== ЗАДАНИЕ ==
Ответьте по фрагменту о Плавте:
1. Какой прием, по словам фрагмента, употреблял Плавт, как и другие римские авторы комедий?
2. Кем оказывается Касина, согласно эпилогу комедии «Касина»?
3. Над чем глумится раб Псевдол?

== ФРАГМЕНТ ==
# # # # # # #

Отдавая должное традиционным методам анализа плавтовских пьес, отметим, что Плавт, как и другие римские авторы комедий, без сомнения (на это есть прямые указания грамматиков), употреблял прием контаминации - смешения двух или нескольких пьес, по отдельности недостаточных для выполнения художественного замысла новой, уже латинской драмы. Следы этого смешения у Плавта трудно отыскать в общем хаосе разноплановых сюжетных основ, всевозможных qui pro quo и отвлекающих внимание балаганных кунштюков. Однако Плавт контаминирует греческие пьесы опять-таки не для того, чтобы путем создания новой фабулы или выведения на сцену нового характера достичь требуемого интригующего или облагораживающего эффекта, как это позднее делал Теренций, но скорее в целях создания большего количества комических положений, так как его единственная задача - смешить публику.
Нельзя не ценить изящную драматургию Теренция, попытавшегося стать латинским Менандром и дать образец комедии, в которой греческое не было бы перемешано с римским, однако известно, что при первой постановке на римской сцене он с треском провалился. И мы убеждены в том, что когда Плавт пытался быть "правильным", зрители убегали с его спектаклей смотреть кулачных бойцов. Такой Плавт не нравился римлянам никогда. В эпилоге вышеупомянутой комедии "Касина", вторично поставленной через много лет после смерти Плавта, вдруг от лица автора сообщается, что Касина была совсем не той, за кого мы ее принимали; она - свободная афинская девушка, а не рабыня и будет узнана и выйдет замуж за хозяйского сына. Учитывая все сказанное, резонно предположить, что основная сюжетная линия, делавшая пьесу "некассовой", была вылущена из нее каким-нибудь актером-антрепренером, а оставлены только развлекательные диалоги и смешные ситуации, сопутствующие празднику свадьбы раба и рабыни. Результатом же добросовестности труппы по отношению к классику явился этот неуклюжий и ненужный эпилог.
Итак, мы вполне понимаем Горация, строго судившего Плавта за несоответствие греческим образцам, но, выбирая между менандровской пригожестью и плавтовским уродством, между конструируемой стройностью комедии сюжета и плавтовским беспорядком, мы определенно склонны отдать предпочтение последним. Уникальность лучших образцов античной комедии состоит в том, что они не боятся увлекаться смешным, не стесняются смеяться над всем, что может вызвать хохот, - над неприличными подробностями, над божественным благообразием, но и над хромотой калеки, над несчастьями обиженных судьбой: так раб Псевдол глумится над страданиями влюбленной парочки. В этом смысле Плавт единственный из римлян близок театру Аристофана.

# # # # # # #

== ИСХОДНЫЙ МАТЕРИАЛ ==
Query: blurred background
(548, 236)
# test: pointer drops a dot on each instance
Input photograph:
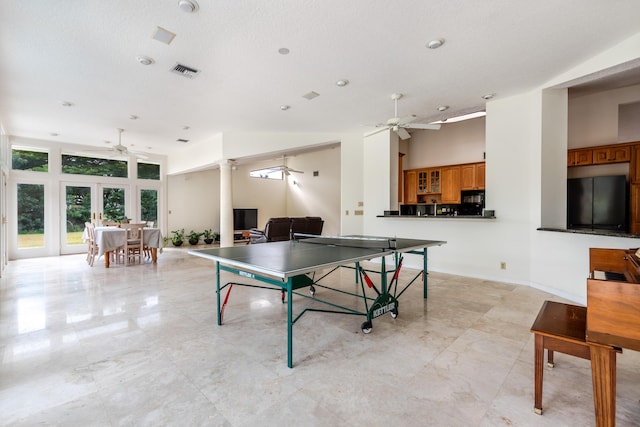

# # # # # # #

== ПРАВИЛЬНЫЙ ОТВЕТ ==
1. Контаминацию, то есть смешение двух или нескольких пьес.
2. Свободной афинской девушкой, а не рабыней.
3. Над страданиями влюбленной парочки.